YOUR GOAL -> Take the material below and write it all out again exactly.

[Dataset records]
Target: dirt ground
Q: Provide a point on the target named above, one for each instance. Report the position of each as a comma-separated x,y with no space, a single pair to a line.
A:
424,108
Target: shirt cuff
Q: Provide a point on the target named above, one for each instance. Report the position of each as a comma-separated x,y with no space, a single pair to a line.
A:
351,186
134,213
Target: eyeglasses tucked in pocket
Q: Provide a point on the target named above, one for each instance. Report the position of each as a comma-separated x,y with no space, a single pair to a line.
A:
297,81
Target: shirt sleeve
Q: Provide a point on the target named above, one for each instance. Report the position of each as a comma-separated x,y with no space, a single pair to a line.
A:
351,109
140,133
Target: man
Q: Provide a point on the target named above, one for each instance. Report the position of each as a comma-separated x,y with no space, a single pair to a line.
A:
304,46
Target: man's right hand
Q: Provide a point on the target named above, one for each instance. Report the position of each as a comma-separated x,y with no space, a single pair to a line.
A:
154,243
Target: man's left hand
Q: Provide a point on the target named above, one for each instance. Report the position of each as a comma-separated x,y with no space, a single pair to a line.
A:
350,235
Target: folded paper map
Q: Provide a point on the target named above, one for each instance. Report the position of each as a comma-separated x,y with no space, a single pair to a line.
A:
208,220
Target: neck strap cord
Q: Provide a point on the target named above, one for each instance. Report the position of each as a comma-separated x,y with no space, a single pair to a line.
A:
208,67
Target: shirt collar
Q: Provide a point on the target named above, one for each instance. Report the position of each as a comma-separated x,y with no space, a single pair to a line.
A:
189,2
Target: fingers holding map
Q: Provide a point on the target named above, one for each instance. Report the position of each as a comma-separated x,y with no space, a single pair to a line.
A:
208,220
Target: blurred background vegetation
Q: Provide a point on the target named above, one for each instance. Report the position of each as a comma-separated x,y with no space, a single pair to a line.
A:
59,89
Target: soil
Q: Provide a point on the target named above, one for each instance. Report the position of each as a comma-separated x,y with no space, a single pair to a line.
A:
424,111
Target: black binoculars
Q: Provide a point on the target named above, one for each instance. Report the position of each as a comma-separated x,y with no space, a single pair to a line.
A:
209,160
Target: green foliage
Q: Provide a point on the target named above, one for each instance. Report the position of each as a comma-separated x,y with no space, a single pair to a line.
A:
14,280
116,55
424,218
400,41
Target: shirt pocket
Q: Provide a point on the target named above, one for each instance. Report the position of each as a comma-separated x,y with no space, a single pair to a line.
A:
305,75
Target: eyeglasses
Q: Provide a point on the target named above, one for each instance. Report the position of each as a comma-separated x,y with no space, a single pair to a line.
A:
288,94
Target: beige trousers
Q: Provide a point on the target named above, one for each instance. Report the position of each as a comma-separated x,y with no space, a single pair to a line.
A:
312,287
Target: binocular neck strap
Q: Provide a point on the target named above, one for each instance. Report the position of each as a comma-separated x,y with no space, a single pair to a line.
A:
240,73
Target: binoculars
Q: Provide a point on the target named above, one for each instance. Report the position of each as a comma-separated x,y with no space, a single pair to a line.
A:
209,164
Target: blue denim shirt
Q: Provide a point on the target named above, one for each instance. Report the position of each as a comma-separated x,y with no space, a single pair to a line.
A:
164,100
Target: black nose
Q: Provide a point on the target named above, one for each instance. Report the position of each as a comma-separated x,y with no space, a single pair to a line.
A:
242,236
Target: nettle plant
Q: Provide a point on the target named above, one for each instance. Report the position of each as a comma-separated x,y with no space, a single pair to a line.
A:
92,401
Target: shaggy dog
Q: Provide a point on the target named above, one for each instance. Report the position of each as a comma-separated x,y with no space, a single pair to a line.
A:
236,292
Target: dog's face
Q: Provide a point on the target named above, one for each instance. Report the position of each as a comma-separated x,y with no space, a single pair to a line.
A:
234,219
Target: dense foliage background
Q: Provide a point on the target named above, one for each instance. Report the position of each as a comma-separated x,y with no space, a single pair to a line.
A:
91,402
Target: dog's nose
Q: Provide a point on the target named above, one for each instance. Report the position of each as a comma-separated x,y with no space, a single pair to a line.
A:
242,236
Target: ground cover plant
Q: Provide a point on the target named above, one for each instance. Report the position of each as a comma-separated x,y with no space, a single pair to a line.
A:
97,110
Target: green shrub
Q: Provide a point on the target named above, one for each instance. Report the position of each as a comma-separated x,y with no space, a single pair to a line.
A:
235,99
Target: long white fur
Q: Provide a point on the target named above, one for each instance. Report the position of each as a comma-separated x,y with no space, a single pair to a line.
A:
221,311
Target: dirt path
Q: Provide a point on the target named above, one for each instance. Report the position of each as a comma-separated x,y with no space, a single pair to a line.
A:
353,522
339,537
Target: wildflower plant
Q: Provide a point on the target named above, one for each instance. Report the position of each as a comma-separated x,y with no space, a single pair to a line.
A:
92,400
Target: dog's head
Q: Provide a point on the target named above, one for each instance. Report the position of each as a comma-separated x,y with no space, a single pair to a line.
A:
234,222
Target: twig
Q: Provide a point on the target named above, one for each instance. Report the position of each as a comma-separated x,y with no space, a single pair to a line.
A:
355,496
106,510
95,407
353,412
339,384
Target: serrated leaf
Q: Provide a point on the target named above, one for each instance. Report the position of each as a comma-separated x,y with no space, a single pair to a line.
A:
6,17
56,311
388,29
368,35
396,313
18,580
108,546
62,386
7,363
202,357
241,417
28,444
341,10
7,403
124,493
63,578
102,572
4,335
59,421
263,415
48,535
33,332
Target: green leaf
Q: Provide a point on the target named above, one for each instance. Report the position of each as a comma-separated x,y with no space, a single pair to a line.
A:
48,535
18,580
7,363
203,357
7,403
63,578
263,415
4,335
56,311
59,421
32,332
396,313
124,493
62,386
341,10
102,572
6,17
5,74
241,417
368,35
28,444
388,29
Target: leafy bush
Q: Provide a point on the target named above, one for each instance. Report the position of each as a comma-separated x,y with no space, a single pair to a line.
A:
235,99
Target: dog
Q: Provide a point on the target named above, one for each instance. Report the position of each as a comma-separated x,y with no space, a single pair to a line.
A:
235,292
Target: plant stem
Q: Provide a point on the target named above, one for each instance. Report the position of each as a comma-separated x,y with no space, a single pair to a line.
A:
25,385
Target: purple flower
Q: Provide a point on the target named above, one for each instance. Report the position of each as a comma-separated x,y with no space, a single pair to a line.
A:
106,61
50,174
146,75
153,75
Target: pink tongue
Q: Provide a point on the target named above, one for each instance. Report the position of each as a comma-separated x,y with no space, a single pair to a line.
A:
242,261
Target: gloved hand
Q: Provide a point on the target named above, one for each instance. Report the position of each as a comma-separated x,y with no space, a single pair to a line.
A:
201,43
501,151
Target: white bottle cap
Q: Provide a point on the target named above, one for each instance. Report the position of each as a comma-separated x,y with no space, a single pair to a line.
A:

EXERCISE OUTPUT ->
Target: dirt ground
Q: Provide a point on the target named above, one for each instance. Report the position of each as a comma-separated x,y with no space, a single pair to a line.
A:
424,108
Target: shirt cuff
Q: Provide a point on the target named above, one for each instance. Report the position of each as a comma-separated x,y with no space, a single pair to a line.
A:
351,186
134,213
Target: eyeglasses tucked in pocket
Q: Provide a point on the target named above, one for each instance. Report the position of each as a comma-separated x,y with no space, a single pair to a line.
A:
297,81
Target: shirt sleeve
Q: Provide a point on the target named above, one for each instance. Report the position of each as a comma-separated x,y with no space, a single pair to a line.
A:
351,109
140,133
Target: man
Q: Provide a point on the target named above, one for each instance. Report the position of each as a comma-separated x,y with no space, a single pair to a line.
A:
304,46
Target: man's right hand
Q: Provide a point on the target named above, one for each instance. Report the position of each as a comma-separated x,y with no space, a single pair to a line.
A:
154,243
Target: man's left hand
Q: Provide a point on the target named above, one for each instance. Report the position of each as a comma-separated x,y with no space, a single pair to a line.
A:
350,235
Target: folded paper map
Q: Provide a point on the target named above, one for each instance. Report the position of each as a comma-separated x,y with no space, a single pair to a line.
A:
208,220
Target: neck strap cord
Q: Provide a point on the target named above, one for each instance. Report the position of each as a comma-separated x,y with no space, a single pair to a line.
A:
208,67
Target: shirt collar
Q: Provide a point on the target named above, one for each instance. Report the position of each as a comma-separated x,y with no space, a single pair to a line.
A:
189,2
Target: fingers holding map
Q: Provide a point on the target named above, one for each instance. Report the position of each as a comma-separated x,y with no space, a single pair to a line.
A:
208,220
Target: blurred background vegetation
Q: Provide a point on the target named above, one for each instance. Report the position of each as a comma-separated x,y with no space, a single pair to a line.
A:
59,89
Target: soil
Q: Provide a point on the target named above, one for each instance. Report the position of each as a comma-separated x,y with no space, a single pair to a line.
A:
424,111
Target: black binoculars
Q: Provide a point on the target named above, one for each instance. Report the position of each as a comma-separated x,y with no space, a single pair to a line.
A:
209,160
Target: green foliage
Q: Provide a point on the target named above, one for each instance. Report the position of each as a comma-separated x,y with no space, a single pair to a line.
A:
14,280
116,55
424,218
400,41
Target: shirt pocket
Q: Provide a point on the target named above, one for each instance. Report the position of each as a comma-separated x,y with no space, a single pair to a line.
A:
305,75
Target: eyeglasses
Q: Provide a point on the target named above, one for each instance. Report the position of each as a comma-separated x,y with no space, a single pair to a line.
A:
288,94
Target: beige trousers
Q: Provide a point on the target named above, one for each instance. Report the position of each as a comma-separated x,y with no space, a single pair to a line.
A:
312,287
Target: binocular neck strap
Q: Provide a point on the target named above, one for each instance. Report the position of each as a comma-separated x,y with no space, a single pair to a line.
A:
240,73
Target: binoculars
Q: Provide a point on the target named above, one for each instance. Report the position of each as a comma-separated x,y with no space, a single pair to a line.
A:
209,164
Target: blue denim shirt
Q: Provide a point on the target named above, one for each instance. Report the position of each as a comma-separated x,y with no space, a single pair to a line.
A:
164,100
Target: black nose
Q: Provide a point on the target named above, one for each instance. Report the position of each as a comma-separated x,y with no space, a single pair to a line.
A:
242,236
Target: nettle plant
Q: Provide a point on the target named above, one for each instance. Report the position of each as a comma-separated x,y with no space, a single pair to a line.
A:
92,401
Target: shaggy dog
Q: Provide a point on the target named above, one for each instance. Report the position of each as a comma-separated x,y with no space, a single pair to a line.
A:
236,292
Target: dog's face
Q: Provide a point on the target named above, one for each instance. Report the position of each as a comma-separated x,y with no space, a single pair to a line.
A:
234,219
Target: dense foliage background
Q: Provide a point on the target named above, one for each instance. Report the position of each as a comma-separated x,y with no space, a single pair to a line.
A:
91,402
Target: dog's nose
Q: Provide a point on the target named above, one for each instance. Report the position of each as a comma-separated x,y with no space, a single pair to a line.
A:
242,236
Target: ground cover plant
Q: Provide a point on the target named above, one for each instance. Report the position of each as a comma-separated x,y with no space, a single pair to a line.
A:
97,110
Target: green shrub
Q: Provide a point on the target named above, one for each instance. Report the position of each as a comma-separated x,y with no space, a single pair to a line.
A:
235,99
Target: long white fur
Q: Provide a point on the target named above, one for each instance. Report the position of each as a comma-separated x,y with no space, a single pair to a line.
A:
221,311
Target: dirt path
Q: Provide a point on the target named above, one for each instance. Report the position of each as a comma-separated x,y with no space, a single pair to a line.
A:
353,522
339,537
Target: wildflower plant
Q: Provide a point on the target named above, one for each instance. Report the position of each as a comma-separated x,y with no space, a single pair to a line.
A:
92,400
Target: dog's head
Q: Provide a point on the target named above, one for each instance. Report the position of each as a comma-separated x,y with no space, a single pair to a line.
A:
234,222
Target: twig
Q: Provide a point on the target named above, one for each instance. Report the position of each as a comma-separated x,y with no space, a single pair to a line.
A:
355,496
106,510
95,407
353,412
339,384
Target: serrated leaf
Q: Provide a point on the target named above, one for each instance. Report the position of each as a comma-separated x,y with no space, a single pair to a line.
A:
6,17
56,311
388,29
368,35
396,313
18,580
108,546
62,386
7,363
202,357
241,417
28,444
341,10
7,403
124,493
63,578
102,572
4,335
59,421
263,415
48,535
33,332
Target: green leaf
Q: Provide a point on the target named above, one for each instance. Report the position of each as a comma-separated x,y with no space, a single pair to a line.
A:
48,535
18,580
7,363
203,357
7,403
63,578
263,415
4,335
56,311
59,421
32,332
396,313
124,493
62,386
341,10
102,572
6,17
5,74
241,417
368,35
28,444
388,29
Target: leafy bush
Q: Provide a point on the target named above, one for each instance. Report the position of each as a comma-separated x,y with no space, a single pair to a line.
A:
235,99
Target: dog
Q: Provide a point on the target named above, one for each instance. Report the position of each as a comma-separated x,y with no space, a single pair to a line.
A:
235,292
Target: plant stem
Q: Provide a point on the target named above, one for each instance. Report the position of each as a comma-separated x,y with no space, a single pair to a line.
A:
25,385
Target: purple flower
Q: Provide a point on the target named above, one for each instance. Report the position of each as a comma-separated x,y with no space, a single pair to a line.
A:
106,61
50,174
146,75
153,75
Target: pink tongue
Q: Provide a point on the target named above, one for each instance. Report the position of each as a comma-separated x,y with no space, a single pair to a line.
A:
242,261
Target: gloved hand
Q: Provide a point on the target named above, one for each instance. Report the position of each as a comma-separated x,y with no space, a single pair to a line.
A:
201,43
501,151
Target: white bottle cap
Q: Provide a point on the target named above, one for each instance. Report the position of each as a comma-separated x,y with no space, a single pair to a line.
A:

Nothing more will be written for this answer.